▶ [Brief] Reproduce the records starting at the line that contains "Reviewer note: confirm that every instance of the hand" and running to the last line, exactly and in full.

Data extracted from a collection
——————
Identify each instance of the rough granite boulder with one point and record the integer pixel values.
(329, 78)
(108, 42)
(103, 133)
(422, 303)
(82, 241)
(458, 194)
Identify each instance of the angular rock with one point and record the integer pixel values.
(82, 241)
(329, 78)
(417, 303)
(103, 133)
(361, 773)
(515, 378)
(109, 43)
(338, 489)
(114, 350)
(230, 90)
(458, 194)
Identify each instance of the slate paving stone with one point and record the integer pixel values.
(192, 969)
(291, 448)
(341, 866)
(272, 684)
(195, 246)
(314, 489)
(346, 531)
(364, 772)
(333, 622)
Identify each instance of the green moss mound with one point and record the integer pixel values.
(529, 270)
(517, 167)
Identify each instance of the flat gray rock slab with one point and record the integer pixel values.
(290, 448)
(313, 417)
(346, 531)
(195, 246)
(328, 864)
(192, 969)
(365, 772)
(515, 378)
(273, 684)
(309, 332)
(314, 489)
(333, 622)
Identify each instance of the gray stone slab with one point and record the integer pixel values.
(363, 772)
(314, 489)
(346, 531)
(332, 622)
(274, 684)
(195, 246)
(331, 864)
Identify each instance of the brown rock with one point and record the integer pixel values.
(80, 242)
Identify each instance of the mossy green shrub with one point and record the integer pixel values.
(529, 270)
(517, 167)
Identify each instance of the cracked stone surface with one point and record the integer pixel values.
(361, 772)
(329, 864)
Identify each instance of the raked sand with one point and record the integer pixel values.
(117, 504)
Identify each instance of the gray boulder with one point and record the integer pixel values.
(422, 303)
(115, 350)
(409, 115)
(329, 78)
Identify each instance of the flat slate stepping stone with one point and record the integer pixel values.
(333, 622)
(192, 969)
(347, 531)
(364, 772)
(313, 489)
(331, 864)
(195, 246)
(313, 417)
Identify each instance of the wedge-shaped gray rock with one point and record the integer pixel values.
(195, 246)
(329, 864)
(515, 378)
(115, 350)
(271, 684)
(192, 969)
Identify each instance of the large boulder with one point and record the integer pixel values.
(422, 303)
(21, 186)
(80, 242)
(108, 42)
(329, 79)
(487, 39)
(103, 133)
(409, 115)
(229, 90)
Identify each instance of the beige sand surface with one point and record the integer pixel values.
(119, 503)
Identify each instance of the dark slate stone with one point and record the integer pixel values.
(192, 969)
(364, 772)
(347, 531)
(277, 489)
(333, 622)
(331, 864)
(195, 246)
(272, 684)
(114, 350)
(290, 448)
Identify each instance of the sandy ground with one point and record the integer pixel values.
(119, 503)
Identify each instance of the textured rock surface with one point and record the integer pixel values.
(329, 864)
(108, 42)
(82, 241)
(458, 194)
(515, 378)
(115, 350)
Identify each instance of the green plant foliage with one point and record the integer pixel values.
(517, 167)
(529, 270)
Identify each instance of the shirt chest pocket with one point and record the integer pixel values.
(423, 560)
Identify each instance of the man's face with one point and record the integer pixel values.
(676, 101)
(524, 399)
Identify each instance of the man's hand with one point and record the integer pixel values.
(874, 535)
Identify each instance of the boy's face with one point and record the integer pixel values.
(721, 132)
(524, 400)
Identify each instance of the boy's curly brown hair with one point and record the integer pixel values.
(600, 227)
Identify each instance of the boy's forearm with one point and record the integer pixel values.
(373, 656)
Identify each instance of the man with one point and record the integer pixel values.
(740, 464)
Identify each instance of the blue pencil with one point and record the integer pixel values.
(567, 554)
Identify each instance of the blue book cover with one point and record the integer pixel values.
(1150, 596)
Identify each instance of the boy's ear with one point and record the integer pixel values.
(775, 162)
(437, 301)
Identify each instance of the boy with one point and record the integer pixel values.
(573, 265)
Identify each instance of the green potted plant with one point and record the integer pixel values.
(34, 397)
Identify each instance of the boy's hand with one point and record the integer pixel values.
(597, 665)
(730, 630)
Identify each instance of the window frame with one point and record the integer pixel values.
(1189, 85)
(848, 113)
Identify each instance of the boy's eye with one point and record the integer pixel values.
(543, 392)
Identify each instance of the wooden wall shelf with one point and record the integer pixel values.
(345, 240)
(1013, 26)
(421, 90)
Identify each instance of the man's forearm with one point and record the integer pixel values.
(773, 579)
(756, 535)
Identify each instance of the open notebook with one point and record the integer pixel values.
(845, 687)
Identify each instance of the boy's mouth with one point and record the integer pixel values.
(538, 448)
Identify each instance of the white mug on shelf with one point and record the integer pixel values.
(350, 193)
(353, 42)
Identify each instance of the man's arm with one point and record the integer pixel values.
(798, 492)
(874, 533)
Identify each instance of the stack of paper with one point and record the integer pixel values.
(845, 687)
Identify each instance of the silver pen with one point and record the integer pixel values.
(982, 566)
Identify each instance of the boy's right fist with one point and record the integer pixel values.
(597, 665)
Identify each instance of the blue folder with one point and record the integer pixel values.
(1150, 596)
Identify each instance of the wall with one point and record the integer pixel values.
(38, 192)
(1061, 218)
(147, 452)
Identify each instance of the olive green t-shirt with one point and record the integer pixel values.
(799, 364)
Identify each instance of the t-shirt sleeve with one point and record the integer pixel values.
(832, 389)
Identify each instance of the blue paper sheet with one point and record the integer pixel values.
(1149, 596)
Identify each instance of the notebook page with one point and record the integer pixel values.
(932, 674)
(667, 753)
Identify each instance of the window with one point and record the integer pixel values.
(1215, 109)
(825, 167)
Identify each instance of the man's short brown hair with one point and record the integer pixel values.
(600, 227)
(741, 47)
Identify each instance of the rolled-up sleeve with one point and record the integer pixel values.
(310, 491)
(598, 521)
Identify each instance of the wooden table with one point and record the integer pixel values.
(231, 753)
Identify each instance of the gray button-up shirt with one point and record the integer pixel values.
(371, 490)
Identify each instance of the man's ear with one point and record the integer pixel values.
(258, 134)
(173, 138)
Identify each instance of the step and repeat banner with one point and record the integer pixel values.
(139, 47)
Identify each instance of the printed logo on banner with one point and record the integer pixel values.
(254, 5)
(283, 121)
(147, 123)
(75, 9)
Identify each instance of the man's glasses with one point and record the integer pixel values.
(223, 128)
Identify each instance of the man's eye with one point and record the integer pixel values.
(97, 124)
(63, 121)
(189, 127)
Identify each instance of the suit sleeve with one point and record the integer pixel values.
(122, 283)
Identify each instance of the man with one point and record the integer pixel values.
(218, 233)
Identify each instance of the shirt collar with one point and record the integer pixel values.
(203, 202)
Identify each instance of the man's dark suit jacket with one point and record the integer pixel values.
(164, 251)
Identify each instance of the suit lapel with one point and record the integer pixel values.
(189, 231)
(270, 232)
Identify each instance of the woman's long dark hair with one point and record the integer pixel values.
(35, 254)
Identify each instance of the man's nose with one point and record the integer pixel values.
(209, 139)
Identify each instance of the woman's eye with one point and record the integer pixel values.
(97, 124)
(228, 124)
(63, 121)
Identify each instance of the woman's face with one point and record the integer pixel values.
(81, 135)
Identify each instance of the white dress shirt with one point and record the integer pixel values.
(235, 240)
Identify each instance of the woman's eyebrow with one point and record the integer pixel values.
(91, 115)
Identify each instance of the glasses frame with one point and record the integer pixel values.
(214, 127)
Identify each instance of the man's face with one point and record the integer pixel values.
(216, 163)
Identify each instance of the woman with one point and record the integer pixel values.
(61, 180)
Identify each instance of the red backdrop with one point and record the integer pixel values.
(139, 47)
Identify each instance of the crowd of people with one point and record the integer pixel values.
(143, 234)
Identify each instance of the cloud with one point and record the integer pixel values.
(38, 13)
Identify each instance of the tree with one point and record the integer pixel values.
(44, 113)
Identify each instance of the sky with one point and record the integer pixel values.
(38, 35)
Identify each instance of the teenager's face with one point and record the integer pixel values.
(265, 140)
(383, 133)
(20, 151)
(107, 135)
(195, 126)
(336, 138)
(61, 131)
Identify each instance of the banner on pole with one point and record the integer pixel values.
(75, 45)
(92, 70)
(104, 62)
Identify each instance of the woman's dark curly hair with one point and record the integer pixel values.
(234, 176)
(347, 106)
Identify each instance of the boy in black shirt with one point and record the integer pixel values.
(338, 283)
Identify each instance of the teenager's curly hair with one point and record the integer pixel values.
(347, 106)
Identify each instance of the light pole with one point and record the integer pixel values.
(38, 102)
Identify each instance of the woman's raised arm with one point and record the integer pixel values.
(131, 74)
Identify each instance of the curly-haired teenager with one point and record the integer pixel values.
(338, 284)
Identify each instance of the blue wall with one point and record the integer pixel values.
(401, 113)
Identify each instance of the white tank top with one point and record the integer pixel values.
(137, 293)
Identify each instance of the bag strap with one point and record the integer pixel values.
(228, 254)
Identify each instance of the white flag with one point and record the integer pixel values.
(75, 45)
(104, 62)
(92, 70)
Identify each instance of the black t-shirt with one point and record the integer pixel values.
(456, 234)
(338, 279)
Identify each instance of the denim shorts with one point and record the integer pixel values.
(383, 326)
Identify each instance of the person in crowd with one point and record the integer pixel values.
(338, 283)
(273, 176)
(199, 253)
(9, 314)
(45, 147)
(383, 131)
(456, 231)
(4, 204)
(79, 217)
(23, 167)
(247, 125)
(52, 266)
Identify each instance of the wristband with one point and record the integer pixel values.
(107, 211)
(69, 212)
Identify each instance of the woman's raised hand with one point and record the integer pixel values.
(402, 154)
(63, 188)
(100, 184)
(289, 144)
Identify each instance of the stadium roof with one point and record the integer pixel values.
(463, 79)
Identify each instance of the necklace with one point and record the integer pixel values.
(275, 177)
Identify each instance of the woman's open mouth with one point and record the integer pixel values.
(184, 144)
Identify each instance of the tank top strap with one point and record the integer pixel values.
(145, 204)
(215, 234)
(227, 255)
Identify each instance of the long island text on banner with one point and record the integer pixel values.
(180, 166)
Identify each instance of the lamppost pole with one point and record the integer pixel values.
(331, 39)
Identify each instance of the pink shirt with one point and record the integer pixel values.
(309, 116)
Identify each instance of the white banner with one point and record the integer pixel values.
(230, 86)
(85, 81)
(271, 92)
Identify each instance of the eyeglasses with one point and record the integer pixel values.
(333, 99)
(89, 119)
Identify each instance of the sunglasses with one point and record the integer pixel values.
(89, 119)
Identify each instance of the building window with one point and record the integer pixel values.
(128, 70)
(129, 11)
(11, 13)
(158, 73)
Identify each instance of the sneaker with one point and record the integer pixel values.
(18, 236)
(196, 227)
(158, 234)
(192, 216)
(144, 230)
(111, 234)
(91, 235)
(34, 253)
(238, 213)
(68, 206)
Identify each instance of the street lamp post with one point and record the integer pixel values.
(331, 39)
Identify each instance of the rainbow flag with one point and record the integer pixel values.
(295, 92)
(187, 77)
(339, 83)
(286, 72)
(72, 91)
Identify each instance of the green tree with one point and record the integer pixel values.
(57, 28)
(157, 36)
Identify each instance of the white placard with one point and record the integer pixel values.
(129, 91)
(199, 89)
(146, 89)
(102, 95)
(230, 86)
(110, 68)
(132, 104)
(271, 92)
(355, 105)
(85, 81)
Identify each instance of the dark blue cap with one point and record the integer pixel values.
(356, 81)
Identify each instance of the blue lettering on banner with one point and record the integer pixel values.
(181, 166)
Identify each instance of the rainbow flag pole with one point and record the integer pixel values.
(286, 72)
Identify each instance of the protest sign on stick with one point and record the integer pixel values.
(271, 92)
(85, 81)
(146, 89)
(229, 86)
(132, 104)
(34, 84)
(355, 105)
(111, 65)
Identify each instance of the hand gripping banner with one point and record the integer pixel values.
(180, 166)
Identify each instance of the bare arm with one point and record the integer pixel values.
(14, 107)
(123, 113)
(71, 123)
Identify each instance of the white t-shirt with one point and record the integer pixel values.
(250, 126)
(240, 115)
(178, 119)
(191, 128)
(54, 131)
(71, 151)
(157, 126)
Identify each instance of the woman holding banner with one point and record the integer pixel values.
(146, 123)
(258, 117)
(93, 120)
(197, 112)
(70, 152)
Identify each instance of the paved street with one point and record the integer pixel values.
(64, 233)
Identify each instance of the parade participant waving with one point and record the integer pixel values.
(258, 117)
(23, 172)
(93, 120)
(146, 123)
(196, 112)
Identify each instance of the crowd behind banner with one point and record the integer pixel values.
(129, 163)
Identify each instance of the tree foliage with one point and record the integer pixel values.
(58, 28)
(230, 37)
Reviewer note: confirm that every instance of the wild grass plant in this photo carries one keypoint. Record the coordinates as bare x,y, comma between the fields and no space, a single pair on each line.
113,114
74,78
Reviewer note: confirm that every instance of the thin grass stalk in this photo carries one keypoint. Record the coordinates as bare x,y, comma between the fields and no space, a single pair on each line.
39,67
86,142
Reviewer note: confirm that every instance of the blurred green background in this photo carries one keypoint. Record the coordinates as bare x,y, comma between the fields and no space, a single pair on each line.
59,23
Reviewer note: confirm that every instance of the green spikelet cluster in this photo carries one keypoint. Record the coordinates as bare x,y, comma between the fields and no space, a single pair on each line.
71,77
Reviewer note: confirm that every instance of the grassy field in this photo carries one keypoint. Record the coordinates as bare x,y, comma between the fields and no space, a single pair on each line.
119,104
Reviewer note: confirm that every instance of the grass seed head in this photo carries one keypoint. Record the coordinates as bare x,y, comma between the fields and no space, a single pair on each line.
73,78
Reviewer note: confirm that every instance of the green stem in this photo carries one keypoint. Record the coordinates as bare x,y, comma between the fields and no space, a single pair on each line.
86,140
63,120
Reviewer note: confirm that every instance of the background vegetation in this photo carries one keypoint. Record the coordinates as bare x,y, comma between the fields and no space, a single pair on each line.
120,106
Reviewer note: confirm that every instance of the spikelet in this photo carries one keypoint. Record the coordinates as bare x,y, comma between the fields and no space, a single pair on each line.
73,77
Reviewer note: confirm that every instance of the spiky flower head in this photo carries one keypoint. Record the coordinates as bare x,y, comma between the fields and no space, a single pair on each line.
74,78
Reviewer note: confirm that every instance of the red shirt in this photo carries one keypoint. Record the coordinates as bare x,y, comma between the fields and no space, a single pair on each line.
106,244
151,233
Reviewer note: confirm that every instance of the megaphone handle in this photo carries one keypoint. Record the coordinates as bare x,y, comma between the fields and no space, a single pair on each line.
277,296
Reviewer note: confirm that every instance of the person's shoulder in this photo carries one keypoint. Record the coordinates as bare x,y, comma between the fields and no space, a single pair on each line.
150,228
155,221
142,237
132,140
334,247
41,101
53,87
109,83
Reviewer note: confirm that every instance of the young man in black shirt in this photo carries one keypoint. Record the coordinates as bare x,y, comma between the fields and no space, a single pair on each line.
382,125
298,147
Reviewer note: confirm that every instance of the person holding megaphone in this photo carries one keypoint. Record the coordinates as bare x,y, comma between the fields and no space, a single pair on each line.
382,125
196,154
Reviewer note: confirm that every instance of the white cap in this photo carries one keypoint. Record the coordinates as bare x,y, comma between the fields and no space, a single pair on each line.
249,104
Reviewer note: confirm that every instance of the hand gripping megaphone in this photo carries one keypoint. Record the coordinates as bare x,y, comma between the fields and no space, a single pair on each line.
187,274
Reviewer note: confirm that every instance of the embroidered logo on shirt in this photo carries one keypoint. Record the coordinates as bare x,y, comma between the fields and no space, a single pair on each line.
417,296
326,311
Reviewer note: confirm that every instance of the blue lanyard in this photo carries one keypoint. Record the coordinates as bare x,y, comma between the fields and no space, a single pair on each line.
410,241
——————
▶ [Answer to the exercise]
Reviewer note: confirm that every instance of the hand gripping megaphone in this photo carries one keypoint. Record the coordinates as bare x,y, comma between the fields and no space, a single pair on each line.
187,274
Reviewer note: confirm that every instance of the embroidered logo on shirt in this photo carries one keypoint. Record the coordinates as bare x,y, comma between the fields and no space, a single pair on each line.
417,296
326,311
Reviewer note: confirm that every instance of the blue lanyard in this photo carries one keypoint. Record the coordinates as bare x,y, comma between the fields and no space, a single pair on each line.
410,241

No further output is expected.